# Provided material
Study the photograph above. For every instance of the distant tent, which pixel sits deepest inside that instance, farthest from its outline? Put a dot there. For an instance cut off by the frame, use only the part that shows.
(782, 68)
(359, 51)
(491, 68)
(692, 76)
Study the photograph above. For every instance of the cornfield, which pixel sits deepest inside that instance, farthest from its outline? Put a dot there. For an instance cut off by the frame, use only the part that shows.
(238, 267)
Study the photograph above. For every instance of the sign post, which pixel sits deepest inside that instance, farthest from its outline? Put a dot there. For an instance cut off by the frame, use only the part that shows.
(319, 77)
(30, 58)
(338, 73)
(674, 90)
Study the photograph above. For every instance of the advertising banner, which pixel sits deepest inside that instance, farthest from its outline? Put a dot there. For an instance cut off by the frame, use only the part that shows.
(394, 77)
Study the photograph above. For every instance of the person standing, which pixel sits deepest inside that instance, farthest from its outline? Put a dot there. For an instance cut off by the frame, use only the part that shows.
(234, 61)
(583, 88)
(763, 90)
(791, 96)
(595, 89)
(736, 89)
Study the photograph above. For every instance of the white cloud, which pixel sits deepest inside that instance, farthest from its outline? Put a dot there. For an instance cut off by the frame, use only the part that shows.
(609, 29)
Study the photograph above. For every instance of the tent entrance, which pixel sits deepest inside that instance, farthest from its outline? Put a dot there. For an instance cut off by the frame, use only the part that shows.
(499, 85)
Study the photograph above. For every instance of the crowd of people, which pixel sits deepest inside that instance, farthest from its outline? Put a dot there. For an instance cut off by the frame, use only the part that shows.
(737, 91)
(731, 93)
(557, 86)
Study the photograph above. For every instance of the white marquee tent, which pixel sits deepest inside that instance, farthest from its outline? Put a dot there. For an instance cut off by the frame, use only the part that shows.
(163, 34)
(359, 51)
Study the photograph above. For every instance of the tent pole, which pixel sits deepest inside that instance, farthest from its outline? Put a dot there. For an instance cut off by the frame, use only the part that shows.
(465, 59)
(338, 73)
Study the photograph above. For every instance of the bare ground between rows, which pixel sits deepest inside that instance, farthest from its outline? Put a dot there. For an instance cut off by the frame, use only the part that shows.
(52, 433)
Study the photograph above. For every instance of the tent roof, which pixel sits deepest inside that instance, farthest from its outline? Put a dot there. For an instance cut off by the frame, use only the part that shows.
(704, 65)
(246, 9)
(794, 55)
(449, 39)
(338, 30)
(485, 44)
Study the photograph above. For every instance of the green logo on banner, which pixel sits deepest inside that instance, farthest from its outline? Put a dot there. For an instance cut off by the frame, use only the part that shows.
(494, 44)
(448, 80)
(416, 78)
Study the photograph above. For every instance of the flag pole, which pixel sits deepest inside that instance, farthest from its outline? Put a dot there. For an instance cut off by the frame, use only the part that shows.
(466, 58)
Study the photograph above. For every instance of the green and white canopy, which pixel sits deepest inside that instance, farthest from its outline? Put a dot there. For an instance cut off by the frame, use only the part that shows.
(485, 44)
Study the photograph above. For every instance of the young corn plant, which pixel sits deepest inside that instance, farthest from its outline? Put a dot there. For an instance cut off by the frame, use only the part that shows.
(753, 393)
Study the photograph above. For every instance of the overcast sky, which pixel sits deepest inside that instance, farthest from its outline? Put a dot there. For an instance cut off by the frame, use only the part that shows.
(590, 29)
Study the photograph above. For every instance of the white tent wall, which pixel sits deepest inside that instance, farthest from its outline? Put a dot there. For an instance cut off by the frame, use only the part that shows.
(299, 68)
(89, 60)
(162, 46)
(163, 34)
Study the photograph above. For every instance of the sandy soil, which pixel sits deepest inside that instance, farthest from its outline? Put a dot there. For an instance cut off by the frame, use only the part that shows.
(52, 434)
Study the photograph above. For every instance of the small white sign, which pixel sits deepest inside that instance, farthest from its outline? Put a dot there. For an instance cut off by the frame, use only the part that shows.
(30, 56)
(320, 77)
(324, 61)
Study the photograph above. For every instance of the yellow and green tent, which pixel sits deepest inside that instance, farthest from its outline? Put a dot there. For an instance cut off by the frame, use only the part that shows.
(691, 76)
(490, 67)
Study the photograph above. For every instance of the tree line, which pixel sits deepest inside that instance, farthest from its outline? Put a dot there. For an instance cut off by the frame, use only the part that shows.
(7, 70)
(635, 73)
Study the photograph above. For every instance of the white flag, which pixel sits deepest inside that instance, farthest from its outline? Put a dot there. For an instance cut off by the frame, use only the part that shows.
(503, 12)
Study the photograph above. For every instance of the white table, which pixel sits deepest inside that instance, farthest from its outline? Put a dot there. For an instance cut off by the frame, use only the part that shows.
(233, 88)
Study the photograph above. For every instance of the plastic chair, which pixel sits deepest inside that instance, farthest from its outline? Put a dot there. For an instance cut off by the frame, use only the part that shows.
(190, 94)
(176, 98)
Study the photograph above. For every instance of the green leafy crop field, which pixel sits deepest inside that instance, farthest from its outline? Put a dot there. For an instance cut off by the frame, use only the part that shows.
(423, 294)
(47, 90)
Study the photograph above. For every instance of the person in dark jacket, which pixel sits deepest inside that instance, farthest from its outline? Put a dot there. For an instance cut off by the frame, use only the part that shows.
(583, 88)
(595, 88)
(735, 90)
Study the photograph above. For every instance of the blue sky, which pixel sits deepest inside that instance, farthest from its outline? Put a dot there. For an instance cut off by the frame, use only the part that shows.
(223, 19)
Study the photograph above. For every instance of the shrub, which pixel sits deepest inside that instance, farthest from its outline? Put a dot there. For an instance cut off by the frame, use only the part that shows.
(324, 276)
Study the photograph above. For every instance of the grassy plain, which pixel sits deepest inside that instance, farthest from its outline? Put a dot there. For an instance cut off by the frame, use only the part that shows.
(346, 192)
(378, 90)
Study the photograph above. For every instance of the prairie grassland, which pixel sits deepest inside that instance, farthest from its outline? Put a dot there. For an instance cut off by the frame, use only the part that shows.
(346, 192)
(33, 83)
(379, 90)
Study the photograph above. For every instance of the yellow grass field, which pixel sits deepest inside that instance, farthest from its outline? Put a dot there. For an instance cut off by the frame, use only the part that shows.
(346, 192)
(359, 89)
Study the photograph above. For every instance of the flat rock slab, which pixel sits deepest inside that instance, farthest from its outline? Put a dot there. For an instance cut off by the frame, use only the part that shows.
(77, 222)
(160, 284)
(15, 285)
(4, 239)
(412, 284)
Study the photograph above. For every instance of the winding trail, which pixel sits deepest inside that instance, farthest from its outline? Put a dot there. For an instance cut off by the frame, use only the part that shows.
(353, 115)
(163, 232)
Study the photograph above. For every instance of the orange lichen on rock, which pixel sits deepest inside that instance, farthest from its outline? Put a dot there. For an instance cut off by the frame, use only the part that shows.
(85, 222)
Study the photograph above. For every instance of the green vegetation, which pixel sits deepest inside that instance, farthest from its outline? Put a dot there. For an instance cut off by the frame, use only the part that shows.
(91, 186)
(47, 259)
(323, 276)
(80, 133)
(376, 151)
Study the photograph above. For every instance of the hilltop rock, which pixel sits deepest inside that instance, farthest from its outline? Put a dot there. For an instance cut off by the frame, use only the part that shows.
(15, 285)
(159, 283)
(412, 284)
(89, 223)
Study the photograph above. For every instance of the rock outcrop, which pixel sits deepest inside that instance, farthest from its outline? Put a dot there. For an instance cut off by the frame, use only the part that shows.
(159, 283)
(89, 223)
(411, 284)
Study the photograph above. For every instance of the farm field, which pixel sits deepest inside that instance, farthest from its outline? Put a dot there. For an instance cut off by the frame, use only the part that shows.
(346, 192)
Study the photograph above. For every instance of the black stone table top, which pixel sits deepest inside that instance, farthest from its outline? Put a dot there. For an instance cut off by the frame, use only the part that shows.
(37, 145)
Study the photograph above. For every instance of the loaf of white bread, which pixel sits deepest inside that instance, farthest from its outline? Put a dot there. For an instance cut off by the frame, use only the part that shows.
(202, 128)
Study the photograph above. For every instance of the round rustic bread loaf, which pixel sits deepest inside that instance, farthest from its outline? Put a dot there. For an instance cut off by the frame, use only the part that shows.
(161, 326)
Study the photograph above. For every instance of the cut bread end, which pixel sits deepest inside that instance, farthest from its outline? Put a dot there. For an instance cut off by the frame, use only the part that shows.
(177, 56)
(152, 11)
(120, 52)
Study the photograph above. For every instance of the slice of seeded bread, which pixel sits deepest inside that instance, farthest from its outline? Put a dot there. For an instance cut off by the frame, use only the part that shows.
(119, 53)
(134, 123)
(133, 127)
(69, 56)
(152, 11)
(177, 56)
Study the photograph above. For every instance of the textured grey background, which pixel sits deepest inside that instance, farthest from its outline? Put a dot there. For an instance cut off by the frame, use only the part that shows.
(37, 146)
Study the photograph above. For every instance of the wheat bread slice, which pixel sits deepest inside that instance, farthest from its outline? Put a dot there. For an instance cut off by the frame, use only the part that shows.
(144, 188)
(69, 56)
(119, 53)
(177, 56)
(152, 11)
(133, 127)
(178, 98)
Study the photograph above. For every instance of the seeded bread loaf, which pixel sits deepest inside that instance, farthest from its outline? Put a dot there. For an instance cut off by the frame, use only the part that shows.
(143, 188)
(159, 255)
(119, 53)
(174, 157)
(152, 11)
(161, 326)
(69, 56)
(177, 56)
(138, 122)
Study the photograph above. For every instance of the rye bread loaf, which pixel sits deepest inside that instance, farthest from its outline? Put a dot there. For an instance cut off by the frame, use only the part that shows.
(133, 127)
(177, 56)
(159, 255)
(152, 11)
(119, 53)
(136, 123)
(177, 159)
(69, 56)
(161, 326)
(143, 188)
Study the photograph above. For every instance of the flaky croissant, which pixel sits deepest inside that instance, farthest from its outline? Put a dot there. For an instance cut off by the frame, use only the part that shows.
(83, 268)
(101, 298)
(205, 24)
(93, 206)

# Directions for this task
Taking the line with "Study the photograph above. For every instance of the seeded" as the first, copy every line through the end of the entries above exactly, with no others.

# Reply
Study the photograph above. For every instance of the seeded bread loaf, which pixel sits deepest inside that instance, farthest from its outline? Put a dot there. For an instance cut off by the frame, use only the part that shows.
(143, 188)
(159, 255)
(119, 53)
(174, 157)
(152, 11)
(161, 326)
(69, 56)
(177, 56)
(138, 122)
Study the photograph above. For every instance of the rye bread loaf, which pixel sits deepest inside that instance, farthest from its outline? Put a dot there. For an instance cut off by the frame, use only the part that shows.
(133, 127)
(177, 56)
(159, 255)
(152, 11)
(119, 53)
(136, 123)
(177, 159)
(69, 56)
(161, 326)
(143, 188)
Study the photograph above. For every instance of the flaky croissant, which pixel sits deepest inside that instance, farthest from its outline? Put a dot there. For an instance cut off by the frame, use only the part that shows.
(83, 268)
(101, 298)
(205, 24)
(93, 206)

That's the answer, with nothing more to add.